- [Work instruction 1]: Say whether each statement agrees with the Camiguin Telecom post, answering yes or no and quoting the deciding words of the post. (a) The bill's collector came to the house to collect last month's phone bill. (b) In the download test, Camiguin Telecom was 9 times slower than SMART. (c) Anyone can reach the local CAMTECO website.
- [Work instruction 2]: Print the part of the Camiguin Telecom post that starts at the words "As indicated on" and ends after the words "need your cooperation.".

- [Text]:
Camiguin Telecom back to the Quality of 1994?

Camiguin Telecom

Camiguin Telecom or short CamTeco suffers.

The local provider of telecommunication services on the small island of Camiguin seems to feel the anger of frustrated customers. This morning the bill’s collector came to our house as usual to collect the phone bill of last month. Stapled on the bill I found this little paper:

Camiguin Telecom

Exciting !

I really had been excited because just now we are testing different providers with different connections. I did just a quick and dirty test. Here is the result. Both tests went towards the PLDT server in Manila. I stayed in the same location and used the same computer. For non-networkers: The Latency informs about the time passed between sending a request and receiving the begin of answer. CAMTECO was 9 times slower than SMART. Mbps download indicates how much date one receives from the Internet per second. Camiguin Telecom was 25 times slower than SMART. And finally Mbps upload informs about the speed of sending data. SMART was 11 times faster than CAMTECO.

Camiguin Telecom at 13:30 p.m. on March 20 SMARTbro 3G at 13:32 p.m. on March 20
CAMTECO SMARTbro

The excitement vanished immediately. Where is the improvement?

Where are the Good News ?

As indicated on the little paper on the bill, I went to the local website of CAMTECO. If you are a current customer, you can try 172.18.0.8 in your browser’s address bar. As it is an internal server of Camiguin Telecom, only active customers can reach this website. I report some extracts which do not violate their copyright.

Welcome CAMTECO subscribers!

CAMTECO is working to restore the quality of service when we started in 1994(1). Visit this site more often for announcements and tips to improve our service.

Internet speed improvements
As a small provider we have limited bandwidth to connect you to the outside world(2). With this tips we can improve your browsing speed. We also need your cooperation.

- [Data listing]:
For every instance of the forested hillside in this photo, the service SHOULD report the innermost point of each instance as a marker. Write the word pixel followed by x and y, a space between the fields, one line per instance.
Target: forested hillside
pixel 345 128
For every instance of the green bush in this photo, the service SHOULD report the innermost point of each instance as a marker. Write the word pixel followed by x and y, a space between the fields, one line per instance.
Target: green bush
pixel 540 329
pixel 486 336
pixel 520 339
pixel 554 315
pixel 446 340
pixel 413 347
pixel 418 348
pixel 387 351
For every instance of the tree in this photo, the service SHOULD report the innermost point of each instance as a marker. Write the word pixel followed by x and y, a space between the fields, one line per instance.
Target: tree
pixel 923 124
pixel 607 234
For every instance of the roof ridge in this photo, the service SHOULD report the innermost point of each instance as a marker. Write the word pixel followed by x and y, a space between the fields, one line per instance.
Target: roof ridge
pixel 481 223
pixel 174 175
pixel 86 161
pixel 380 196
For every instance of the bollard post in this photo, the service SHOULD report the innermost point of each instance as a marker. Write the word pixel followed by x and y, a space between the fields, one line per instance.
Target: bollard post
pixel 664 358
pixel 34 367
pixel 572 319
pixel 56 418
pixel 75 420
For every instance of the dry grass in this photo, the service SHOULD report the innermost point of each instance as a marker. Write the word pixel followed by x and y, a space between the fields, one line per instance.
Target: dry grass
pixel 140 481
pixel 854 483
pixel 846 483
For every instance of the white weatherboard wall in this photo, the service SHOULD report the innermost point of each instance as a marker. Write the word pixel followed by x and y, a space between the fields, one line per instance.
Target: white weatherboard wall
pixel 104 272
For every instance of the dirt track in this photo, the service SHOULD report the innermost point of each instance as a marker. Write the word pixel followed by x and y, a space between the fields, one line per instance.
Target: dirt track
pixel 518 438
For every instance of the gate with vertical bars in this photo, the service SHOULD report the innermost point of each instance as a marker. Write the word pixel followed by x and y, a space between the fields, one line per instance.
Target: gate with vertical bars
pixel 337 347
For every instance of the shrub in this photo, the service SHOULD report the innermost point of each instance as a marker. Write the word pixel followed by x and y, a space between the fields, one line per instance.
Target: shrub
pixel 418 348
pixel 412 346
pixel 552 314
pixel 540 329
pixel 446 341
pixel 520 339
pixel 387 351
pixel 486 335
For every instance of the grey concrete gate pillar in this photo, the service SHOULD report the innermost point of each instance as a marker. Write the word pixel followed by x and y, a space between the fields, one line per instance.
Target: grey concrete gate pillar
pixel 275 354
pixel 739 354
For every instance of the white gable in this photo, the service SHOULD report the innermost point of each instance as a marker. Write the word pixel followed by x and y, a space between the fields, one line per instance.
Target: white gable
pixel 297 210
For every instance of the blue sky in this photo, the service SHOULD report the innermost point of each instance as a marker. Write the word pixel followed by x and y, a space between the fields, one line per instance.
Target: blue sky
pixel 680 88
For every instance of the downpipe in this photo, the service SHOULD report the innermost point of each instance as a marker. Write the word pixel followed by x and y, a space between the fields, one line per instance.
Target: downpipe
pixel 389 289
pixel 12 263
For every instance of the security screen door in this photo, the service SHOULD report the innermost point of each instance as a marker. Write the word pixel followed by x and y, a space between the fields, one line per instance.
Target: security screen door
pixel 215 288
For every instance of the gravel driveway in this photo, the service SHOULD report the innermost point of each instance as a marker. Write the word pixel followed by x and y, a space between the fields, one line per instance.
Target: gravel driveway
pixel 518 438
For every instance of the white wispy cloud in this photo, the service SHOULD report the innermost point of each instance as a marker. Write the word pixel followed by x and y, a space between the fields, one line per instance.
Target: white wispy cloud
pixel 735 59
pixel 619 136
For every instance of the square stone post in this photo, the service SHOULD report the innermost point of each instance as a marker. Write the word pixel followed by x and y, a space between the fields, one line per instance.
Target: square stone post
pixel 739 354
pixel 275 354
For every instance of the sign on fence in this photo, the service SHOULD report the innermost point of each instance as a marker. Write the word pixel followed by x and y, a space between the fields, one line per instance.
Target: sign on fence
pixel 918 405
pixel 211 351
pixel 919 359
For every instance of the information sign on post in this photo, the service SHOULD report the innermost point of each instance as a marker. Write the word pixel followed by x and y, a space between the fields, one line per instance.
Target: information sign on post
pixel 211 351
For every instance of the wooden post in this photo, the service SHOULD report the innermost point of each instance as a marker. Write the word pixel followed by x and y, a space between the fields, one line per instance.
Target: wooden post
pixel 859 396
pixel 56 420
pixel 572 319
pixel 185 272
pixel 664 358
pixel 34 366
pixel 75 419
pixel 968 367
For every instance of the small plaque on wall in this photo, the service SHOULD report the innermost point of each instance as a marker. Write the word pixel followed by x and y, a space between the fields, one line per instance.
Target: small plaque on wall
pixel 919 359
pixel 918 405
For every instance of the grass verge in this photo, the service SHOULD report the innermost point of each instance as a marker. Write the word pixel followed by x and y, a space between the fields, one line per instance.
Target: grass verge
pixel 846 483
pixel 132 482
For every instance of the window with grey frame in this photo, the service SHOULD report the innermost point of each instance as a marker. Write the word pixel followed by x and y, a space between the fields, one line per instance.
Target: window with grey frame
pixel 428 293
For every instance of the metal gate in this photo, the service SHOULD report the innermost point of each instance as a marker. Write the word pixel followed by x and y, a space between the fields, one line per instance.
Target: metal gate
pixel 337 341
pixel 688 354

- [Result 1]:
(a) Yes: "This morning the bill’s collector came to our house as usual to collect the phone bill of last month."
(b) No: "Camiguin Telecom was 25 times slower than SMART."
(c) No: "only active customers can reach this website."

- [Result 2]:
As indicated on the little paper on the bill, I went to the local website of CAMTECO. If you are a current customer, you can try 172.18.0.8 in your browser’s address bar. As it is an internal server of Camiguin Telecom, only active customers can reach this website. I report some extracts which do not violate their copyright.

Welcome CAMTECO subscribers!

CAMTECO is working to restore the quality of service when we started in 1994(1). Visit this site more often for announcements and tips to improve our service.

Internet speed improvements
As a small provider we have limited bandwidth to connect you to the outside world(2). With this tips we can improve your browsing speed. We also need your cooperation.